Reproduce the stretch of the beer-and-cigar forum thread below that begins at the words "Yea, yea. I" and stops after "for the pics!", keeping every character as it appears.
-- Begin Extract to read --
Great beer, great cigar


----------



## dj5213 (Apr 7, 2008)

man that is sick!!! freakin tight pictures!


----------



## jam (Dec 29, 2007)

Nice nub stand


----------



## iloveclmore (Jan 23, 2008)

Very nice! I got mine to do that once, but it took some coaxing.


----------



## shaffer22-cl (Jun 1, 2008)

Nice!


----------



## amateurke (Mar 28, 2008)

Who was drinking that Belgian pride!! Didn't know there where civilized members on this board!! :helloooo:
By the way; Nice NUB-stand!!


----------



## Doogie (Oct 15, 2007)

i never get tired of seeing that


----------



## Cypress (Jun 27, 2007)

amateurke said:


> Who was drinking that Belgian pride!! Didn't know there where civilized members on this board!! :helloooo:
> By the way; Nice NUB-stand!!


Yea, yea. I must disgust American beer drinkers as all I like is micro brewed or imported beer.


----------



## big04deuce (May 16, 2008)

That is too cool. I love seeing that! Thanks for the pics!


----------



## EKGOTSKILLZZ (Jun 17, 2008)

very nice


----------
-- End Extract to read --
-- Begin Information provided --
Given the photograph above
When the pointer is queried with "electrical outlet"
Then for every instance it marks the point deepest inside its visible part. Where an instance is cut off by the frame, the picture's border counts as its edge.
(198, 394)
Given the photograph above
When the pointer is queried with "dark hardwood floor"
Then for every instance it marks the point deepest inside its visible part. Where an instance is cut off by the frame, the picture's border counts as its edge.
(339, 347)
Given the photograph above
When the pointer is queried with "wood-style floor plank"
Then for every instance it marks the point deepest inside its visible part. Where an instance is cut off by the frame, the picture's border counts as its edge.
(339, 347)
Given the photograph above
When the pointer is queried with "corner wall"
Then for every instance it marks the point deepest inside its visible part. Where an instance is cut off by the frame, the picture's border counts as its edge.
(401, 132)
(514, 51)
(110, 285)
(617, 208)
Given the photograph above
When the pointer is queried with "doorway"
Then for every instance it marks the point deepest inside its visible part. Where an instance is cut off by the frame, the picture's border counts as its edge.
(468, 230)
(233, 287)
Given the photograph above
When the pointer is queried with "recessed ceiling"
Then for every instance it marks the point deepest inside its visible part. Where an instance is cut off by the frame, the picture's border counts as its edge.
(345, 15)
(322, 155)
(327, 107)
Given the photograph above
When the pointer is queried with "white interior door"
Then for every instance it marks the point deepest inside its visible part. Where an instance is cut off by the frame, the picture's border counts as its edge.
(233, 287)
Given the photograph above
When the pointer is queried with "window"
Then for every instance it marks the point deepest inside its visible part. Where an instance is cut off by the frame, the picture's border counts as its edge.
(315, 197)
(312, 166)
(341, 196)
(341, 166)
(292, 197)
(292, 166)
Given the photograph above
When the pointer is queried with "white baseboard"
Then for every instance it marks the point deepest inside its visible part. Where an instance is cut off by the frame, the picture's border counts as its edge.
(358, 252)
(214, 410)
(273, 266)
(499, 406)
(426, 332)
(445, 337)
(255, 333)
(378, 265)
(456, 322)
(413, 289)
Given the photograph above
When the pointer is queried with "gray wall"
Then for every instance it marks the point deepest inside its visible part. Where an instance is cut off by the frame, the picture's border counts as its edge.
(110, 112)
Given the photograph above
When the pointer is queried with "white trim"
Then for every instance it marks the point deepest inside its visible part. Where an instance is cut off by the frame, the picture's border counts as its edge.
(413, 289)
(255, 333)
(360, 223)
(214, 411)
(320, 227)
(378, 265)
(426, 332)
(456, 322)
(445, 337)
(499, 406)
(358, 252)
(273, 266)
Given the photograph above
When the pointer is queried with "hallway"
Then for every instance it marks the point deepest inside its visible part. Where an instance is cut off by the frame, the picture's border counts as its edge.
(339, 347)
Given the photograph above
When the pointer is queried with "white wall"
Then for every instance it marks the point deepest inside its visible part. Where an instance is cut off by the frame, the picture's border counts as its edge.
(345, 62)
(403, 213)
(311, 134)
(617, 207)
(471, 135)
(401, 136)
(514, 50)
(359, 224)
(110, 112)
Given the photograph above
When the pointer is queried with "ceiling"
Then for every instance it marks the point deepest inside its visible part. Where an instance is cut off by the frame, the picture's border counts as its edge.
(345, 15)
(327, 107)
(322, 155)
-- End Information provided --
▶ _Problem solution_:
Yea, yea. I must disgust American beer drinkers as all I like is micro brewed or imported beer.


----------



## big04deuce (May 16, 2008)

That is too cool. I love seeing that! Thanks for the pics!